_WHAT YOU WILL DO_
The required result is a copy of each line below in which "bench" appears.

Dataset entries
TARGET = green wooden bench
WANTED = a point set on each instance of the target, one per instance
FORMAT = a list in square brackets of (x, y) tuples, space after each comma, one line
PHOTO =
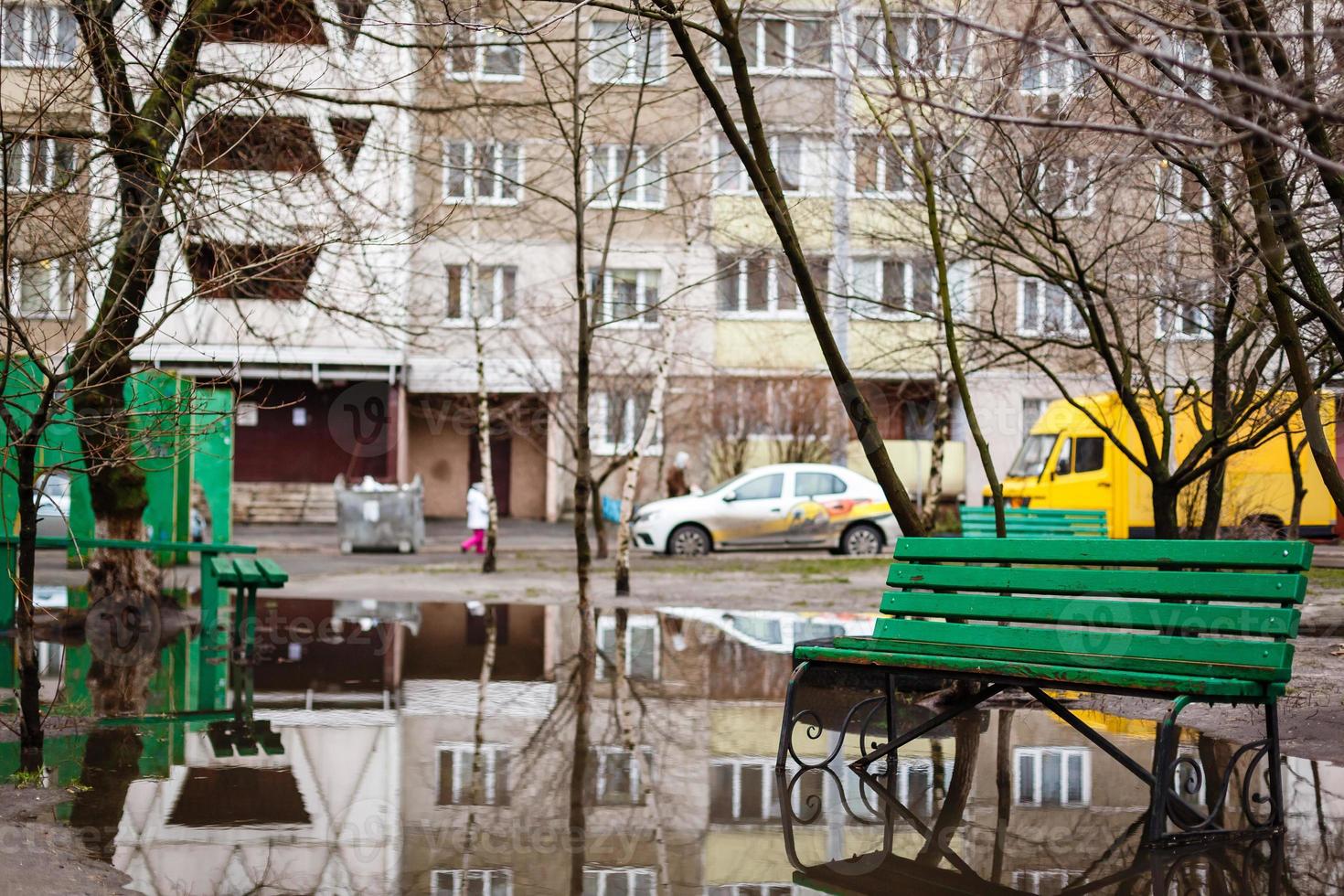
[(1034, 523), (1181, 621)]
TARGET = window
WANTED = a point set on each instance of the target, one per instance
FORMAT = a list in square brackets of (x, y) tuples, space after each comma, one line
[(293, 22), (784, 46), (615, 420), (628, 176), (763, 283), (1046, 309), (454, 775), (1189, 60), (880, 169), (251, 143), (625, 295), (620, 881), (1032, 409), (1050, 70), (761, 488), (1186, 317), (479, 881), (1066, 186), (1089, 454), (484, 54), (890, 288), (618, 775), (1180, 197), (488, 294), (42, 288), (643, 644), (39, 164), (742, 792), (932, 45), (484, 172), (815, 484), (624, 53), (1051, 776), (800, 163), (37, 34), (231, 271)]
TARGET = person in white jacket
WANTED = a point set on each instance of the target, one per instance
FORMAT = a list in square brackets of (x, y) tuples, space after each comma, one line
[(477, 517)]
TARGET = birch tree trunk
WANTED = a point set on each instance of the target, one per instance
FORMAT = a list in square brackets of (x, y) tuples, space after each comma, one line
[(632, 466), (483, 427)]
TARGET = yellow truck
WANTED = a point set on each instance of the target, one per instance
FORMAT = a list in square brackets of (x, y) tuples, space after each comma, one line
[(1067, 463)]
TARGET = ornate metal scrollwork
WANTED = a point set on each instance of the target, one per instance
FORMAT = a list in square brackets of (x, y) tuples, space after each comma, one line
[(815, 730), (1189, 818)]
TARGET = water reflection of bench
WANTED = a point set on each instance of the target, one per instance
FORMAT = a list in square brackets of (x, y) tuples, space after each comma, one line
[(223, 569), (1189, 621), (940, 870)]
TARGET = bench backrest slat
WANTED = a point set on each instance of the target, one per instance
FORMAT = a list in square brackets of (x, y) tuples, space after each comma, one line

_WRITTEN ANSWER_
TARGET = green wooden bench
TARGET = water reflection of bench
TARGET = bench backrest slat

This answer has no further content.